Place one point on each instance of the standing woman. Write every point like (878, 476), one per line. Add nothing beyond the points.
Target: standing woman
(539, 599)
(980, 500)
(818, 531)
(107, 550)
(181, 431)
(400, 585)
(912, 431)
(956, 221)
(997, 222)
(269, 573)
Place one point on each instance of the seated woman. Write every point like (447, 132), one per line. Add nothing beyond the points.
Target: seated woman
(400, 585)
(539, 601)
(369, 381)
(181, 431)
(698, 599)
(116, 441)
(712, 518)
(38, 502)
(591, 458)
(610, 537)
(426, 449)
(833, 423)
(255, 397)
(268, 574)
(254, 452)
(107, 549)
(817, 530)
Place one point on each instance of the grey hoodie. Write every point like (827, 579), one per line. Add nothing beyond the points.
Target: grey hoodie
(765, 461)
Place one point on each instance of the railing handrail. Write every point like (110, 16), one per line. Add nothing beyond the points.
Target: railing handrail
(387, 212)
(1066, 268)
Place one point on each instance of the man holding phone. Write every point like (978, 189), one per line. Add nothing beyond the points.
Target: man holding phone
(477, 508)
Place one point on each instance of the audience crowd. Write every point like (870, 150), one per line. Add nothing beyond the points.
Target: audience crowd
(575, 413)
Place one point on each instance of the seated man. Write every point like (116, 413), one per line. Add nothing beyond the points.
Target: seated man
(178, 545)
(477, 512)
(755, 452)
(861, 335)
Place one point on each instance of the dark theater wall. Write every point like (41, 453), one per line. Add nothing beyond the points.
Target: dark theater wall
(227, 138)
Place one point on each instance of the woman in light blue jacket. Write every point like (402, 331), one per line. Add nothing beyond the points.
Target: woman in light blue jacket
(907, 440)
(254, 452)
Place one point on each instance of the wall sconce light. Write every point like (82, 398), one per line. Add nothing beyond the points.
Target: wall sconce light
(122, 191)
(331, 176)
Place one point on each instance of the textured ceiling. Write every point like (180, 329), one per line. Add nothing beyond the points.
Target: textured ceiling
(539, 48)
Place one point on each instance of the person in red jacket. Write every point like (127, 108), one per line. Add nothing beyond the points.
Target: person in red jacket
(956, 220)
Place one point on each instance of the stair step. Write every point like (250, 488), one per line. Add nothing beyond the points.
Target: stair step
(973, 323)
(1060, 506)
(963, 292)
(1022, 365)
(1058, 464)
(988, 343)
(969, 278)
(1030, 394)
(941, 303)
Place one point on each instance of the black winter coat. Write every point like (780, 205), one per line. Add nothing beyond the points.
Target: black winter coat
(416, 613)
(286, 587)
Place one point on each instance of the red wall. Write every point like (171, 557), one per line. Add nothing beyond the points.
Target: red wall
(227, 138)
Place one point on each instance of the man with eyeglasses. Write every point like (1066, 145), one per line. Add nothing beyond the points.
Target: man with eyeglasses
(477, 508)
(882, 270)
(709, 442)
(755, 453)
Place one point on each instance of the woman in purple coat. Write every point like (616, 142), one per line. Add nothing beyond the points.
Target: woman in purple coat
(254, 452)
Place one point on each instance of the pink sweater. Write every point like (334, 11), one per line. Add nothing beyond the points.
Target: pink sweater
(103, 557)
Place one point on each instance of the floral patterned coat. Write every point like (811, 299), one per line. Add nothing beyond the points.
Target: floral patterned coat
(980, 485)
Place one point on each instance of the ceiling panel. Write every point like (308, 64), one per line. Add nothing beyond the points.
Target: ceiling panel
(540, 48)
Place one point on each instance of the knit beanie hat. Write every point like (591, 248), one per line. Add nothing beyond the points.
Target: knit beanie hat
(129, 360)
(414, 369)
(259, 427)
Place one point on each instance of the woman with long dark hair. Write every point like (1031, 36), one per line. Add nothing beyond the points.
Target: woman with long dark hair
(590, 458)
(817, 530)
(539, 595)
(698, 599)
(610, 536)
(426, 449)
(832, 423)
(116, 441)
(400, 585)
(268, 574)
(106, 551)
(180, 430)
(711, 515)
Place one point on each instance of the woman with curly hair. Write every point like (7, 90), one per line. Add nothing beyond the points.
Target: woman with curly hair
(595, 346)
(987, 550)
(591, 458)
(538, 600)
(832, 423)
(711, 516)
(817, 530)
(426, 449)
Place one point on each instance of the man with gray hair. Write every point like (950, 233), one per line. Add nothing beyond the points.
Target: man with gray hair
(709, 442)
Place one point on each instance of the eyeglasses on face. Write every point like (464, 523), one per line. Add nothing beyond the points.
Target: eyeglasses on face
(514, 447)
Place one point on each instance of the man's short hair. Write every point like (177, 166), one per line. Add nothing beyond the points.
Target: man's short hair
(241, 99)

__Task__:
Every line of the listing is to be returned unchanged.

__Response__:
Place one point on each instance of the standing woman. Write every point like (878, 476), one per line. Add nothing beyond the points.
Target: standing woman
(539, 599)
(980, 500)
(818, 531)
(107, 550)
(181, 431)
(400, 585)
(912, 431)
(956, 221)
(997, 222)
(269, 573)
Place one point on each instance of the seated woman. Write every point like (447, 132), one per line. Add nothing beyond the points.
Target: seated woman
(400, 585)
(539, 601)
(369, 381)
(181, 431)
(698, 599)
(116, 441)
(712, 518)
(38, 502)
(591, 458)
(610, 537)
(426, 449)
(833, 423)
(255, 397)
(268, 574)
(254, 452)
(107, 549)
(817, 530)
Place one point on each instance of the grey hoodie. Write every point like (827, 579), one per line. Add nothing beyond the points.
Target: grey hoodie
(765, 461)
Place one point on each instance of the railing handrail. Write every point like (110, 16), one per line. Add nothing beyond the points.
Target: railing handrail
(387, 212)
(1066, 268)
Place one point on each instance of the man holding phone. Write every point like (978, 189), one per line. Add nothing beyond the points.
Target: man holding phone
(477, 508)
Place one point on each instance of the audience crowd. Write every point like (870, 150), one per line. Add nothing beyond the points.
Target: audience crowd
(575, 413)
Place one point on each instance of the seated man. Write every point like (116, 413), one per line. Add nothing beyond the points.
Target: seated man
(178, 545)
(477, 512)
(755, 452)
(861, 335)
Place one point on each instance of the dark theater wall. Write every point like (41, 453), one per line. Add nothing beyond the points.
Target: dark theater wall
(227, 138)
Place one point on each instance of the woman in light blue jacket. Write every point like (402, 331), one per line. Add nothing beyond the points.
Target: woman in light blue jacket
(907, 440)
(254, 452)
Place one point on each instance of the wall sconce light. Write every point like (82, 398), one per line. Add nothing beyond the points.
Target: wall sconce light
(122, 191)
(331, 176)
Place one point on each instance of the textured ceiling. Write every point like (180, 329), one per line. Add nothing beyond the points.
Target: textured ceiling
(539, 48)
Place one point on each instance of the person in red jacket. Write every point like (127, 108), one per line. Add nothing beyond the points.
Target: person in red jacket
(956, 220)
Place one point on each instance of the stair step. Write every point like (250, 488), one per line. Add nothing beyond the points.
Target: stair step
(973, 323)
(1060, 506)
(963, 292)
(1022, 365)
(1058, 464)
(988, 343)
(969, 278)
(1030, 394)
(941, 303)
Place one point on each instance of the black winter coat. Write every point like (780, 205), one per line. Add nothing beyond the points.
Target: black winter coat
(416, 613)
(286, 587)
Place one point on each instance of the red wall. Write every point like (171, 557), one per line. Add nothing beyond the points.
Target: red wall
(227, 138)
Place one point on each instance of the man with eyeglasses. Write every point like (1066, 145), one per line. Add nothing beyond the points.
Target: man with eyeglasses
(477, 508)
(882, 270)
(709, 442)
(755, 453)
Place one point on each instance of the woman in purple coat. Write every point like (616, 142), one per line. Add nothing beyond the points.
Target: woman in purple coat
(254, 452)
Place one point on each instance of the pink sweater. Write every point like (334, 11), one per line. Add nothing beyond the points.
Target: pink sweater
(103, 557)
Place one point on each instance of the floral patterned coat. Write every point like (811, 299), one per line. Add nothing beyond the points.
Target: floral patterned coat
(980, 485)
Place one point on each instance of the ceiling panel. Write every point like (308, 64), one per line. Add nothing beyond the points.
Target: ceiling panel
(540, 48)
Place one point on each instance of the knit beanie hat. Write every point like (591, 248), one per line. Add nothing beyond the points.
Target: knit beanie hat
(129, 360)
(414, 369)
(259, 427)
Place one point on each instance of the woman with long dark hair. Write every point like (1031, 36), one per line. Add nothing beyond the points.
Target: woman with long dark hair
(590, 458)
(817, 530)
(539, 595)
(698, 599)
(610, 536)
(426, 449)
(832, 423)
(116, 441)
(400, 585)
(268, 574)
(106, 551)
(180, 430)
(711, 515)
Place one point on each instance of the woman with curly hair. Write every point like (7, 90), one per line. Add nothing beyond the points.
Target: woman with curly hair
(595, 346)
(987, 550)
(591, 458)
(538, 600)
(832, 423)
(711, 516)
(817, 530)
(426, 449)
Place one point on each instance of the man with gray hair. Write every point like (950, 233), one per line. Add nothing beyond the points.
Target: man with gray hair
(709, 442)
Place one point on each instance of the eyeglasses on face. Write every point like (464, 523), one per line. Add nothing beyond the points.
Target: eyeglasses on face
(514, 447)
Place one point on each instance of the man's short hair. Write every point like (177, 166), one per line. Add nothing beyond the points.
Target: man's short hair
(241, 99)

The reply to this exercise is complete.